PARTS OF THE EXERCISE
• a. Summarize the issue thread in two sentences.
• b. Answer these questions from the issue thread, giving each answer on its own line:
(i) Under what license is the toolkit released?
(ii) What number does the crash issue carry?
(iii) At which line of ocr.py does get_avg_bbox_height raise the first error?
• c. Duplicate part of the issue thread word for word. Begin at the words "Open eroux opened" and stop after "sorted_bboxes = self.sort_bboxes(flatten_bboxes)".

TEXT EXTRACT
****

OpenPecha / Toolkit

🛠 Tools to create, edit and export texts and annotations
https://toolkit.openpecha.org
Apache License 2.0
7 stars 4 forks source link

crash in create opf from Google Vision #274

Open eroux opened 4 weeks ago

eroux commented 4 weeks ago

See this stacktrace:

File "/usr/local/lib/python3.9/site-packages/openpecha/formatters/ocr/ocr.py", line 722, in create_opf
base_text, layers, word_confidence_list = self.build_base(image_group_id)
File "/usr/local/lib/python3.9/site-packages/openpecha/formatters/ocr/ocr.py", line 594, in build_base
self.build_page(bboxes, image_number+1, image_filename, state, avg_char_width)
File "/usr/local/lib/python3.9/site-packages/openpecha/formatters/ocr/ocr.py", line 488, in build_page
sorted_bboxes = self.sort_bboxes(flatten_bboxes)
File "/usr/local/lib/python3.9/site-packages/openpecha/formatters/ocr/ocr.py", line 300, in sort_bboxes
avg_box_height = self.get_avg_bbox_height(main_region_bboxes)
File "/usr/local/lib/python3.9/site-packages/openpecha/formatters/ocr/ocr.py", line 156, in get_avg_bbox_height
avg_height = height_sum / bboxeswidth
ZeroDivisionError: division by zero
eroux commented 4 weeks ago

with yesterday's fix, here's the new error:

Traceback (most recent call last):
File "/usr/local/lib/python3.9/site-packages/openpecha/formatters/ocr/ocr.py", line 727, in create_opf
base_text, layers, word_confidence_list = self.build_base(image_group_id)
File "/usr/local/lib/python3.9/site-packages/openpecha/formatters/ocr/ocr.py", line 599, in build_base
self.build_page(bboxes, image_number+1, image_filename, state, avg_char_width)

****

DATA PROVIDED

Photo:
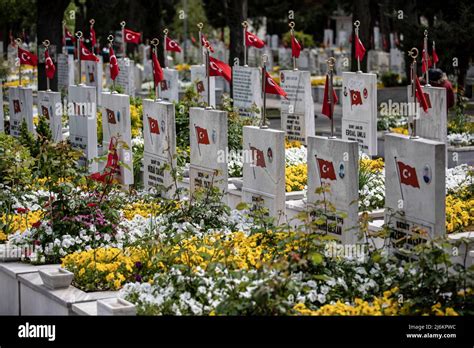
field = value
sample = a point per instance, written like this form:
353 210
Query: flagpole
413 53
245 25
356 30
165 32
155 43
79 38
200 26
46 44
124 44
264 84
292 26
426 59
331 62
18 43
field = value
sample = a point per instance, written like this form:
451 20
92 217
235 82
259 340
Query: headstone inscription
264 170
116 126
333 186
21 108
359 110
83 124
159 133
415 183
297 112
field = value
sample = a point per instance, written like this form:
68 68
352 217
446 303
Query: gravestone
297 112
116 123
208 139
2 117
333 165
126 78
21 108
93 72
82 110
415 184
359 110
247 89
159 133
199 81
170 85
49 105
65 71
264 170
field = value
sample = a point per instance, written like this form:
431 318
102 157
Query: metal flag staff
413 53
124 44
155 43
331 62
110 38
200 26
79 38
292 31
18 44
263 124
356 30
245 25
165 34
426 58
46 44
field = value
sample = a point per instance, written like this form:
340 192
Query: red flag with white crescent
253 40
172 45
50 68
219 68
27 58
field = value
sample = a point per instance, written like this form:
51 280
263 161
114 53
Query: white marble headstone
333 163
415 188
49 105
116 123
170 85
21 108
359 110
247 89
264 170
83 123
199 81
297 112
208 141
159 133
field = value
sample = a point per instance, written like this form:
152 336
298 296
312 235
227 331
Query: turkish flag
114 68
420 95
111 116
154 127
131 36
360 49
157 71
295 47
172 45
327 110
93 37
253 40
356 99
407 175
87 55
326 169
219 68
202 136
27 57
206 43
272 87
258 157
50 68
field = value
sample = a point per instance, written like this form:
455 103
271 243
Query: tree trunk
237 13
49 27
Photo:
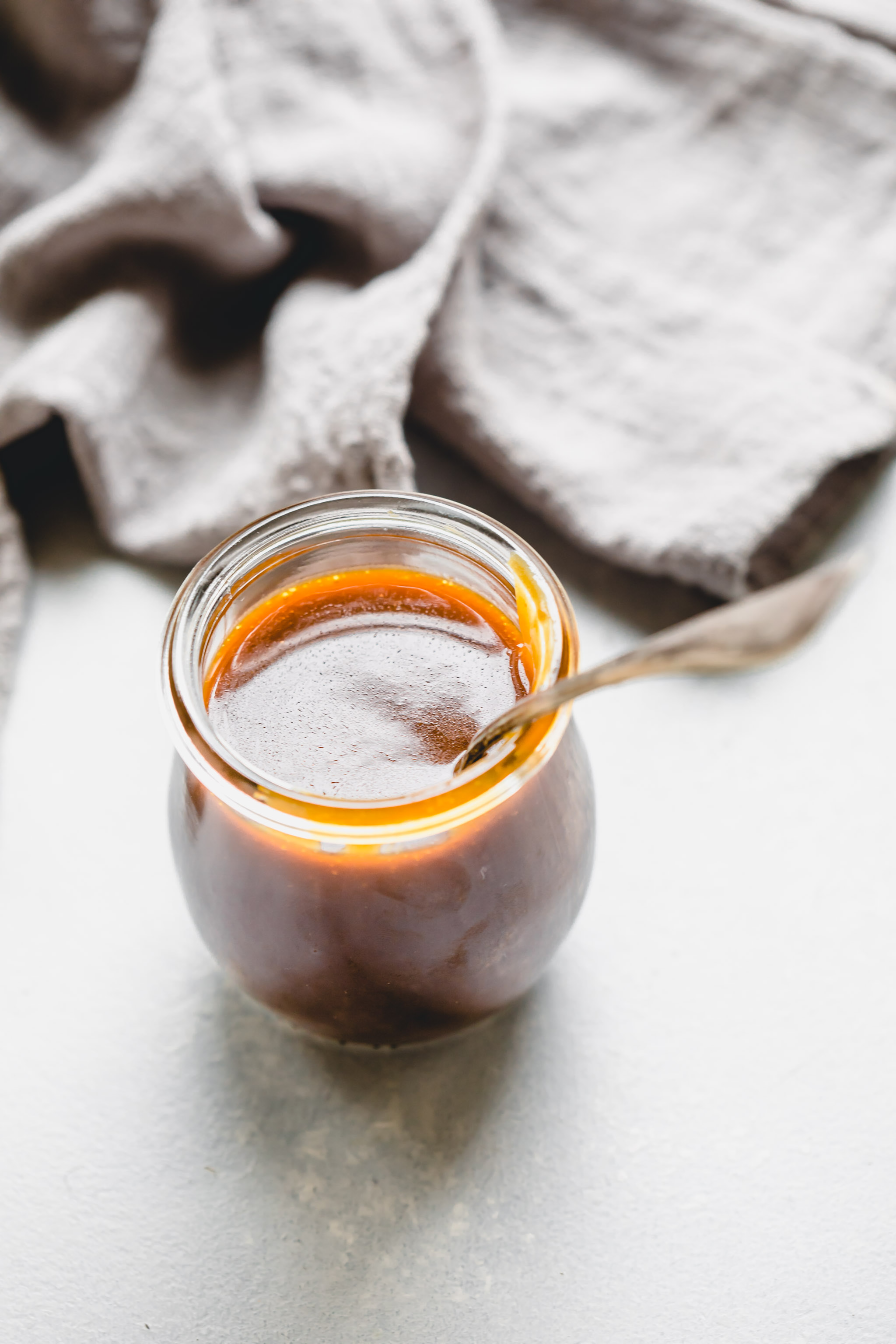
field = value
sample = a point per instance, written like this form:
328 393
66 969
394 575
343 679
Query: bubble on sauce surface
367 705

****

ANSWERS BY TASK
• a. The issue thread reports a crash in create opf from Google Vision, with a stack trace that runs through create_opf, build_base, build_page and sort_bboxes and ends in a ZeroDivisionError in get_avg_bbox_height. A later comment says that with yesterday's fix a new error appears, and it gives a traceback that again passes through create_opf and build_base.

• b.
(i) Apache License 2.0
(ii) 274
(iii) Line 156

• c.
Open eroux opened 4 weeks ago

eroux commented 4 weeks ago

See this stacktrace:

File "/usr/local/lib/python3.9/site-packages/openpecha/formatters/ocr/ocr.py", line 722, in create_opf
base_text, layers, word_confidence_list = self.build_base(image_group_id)
File "/usr/local/lib/python3.9/site-packages/openpecha/formatters/ocr/ocr.py", line 594, in build_base
self.build_page(bboxes, image_number+1, image_filename, state, avg_char_width)
File "/usr/local/lib/python3.9/site-packages/openpecha/formatters/ocr/ocr.py", line 488, in build_page
sorted_bboxes = self.sort_bboxes(flatten_bboxes)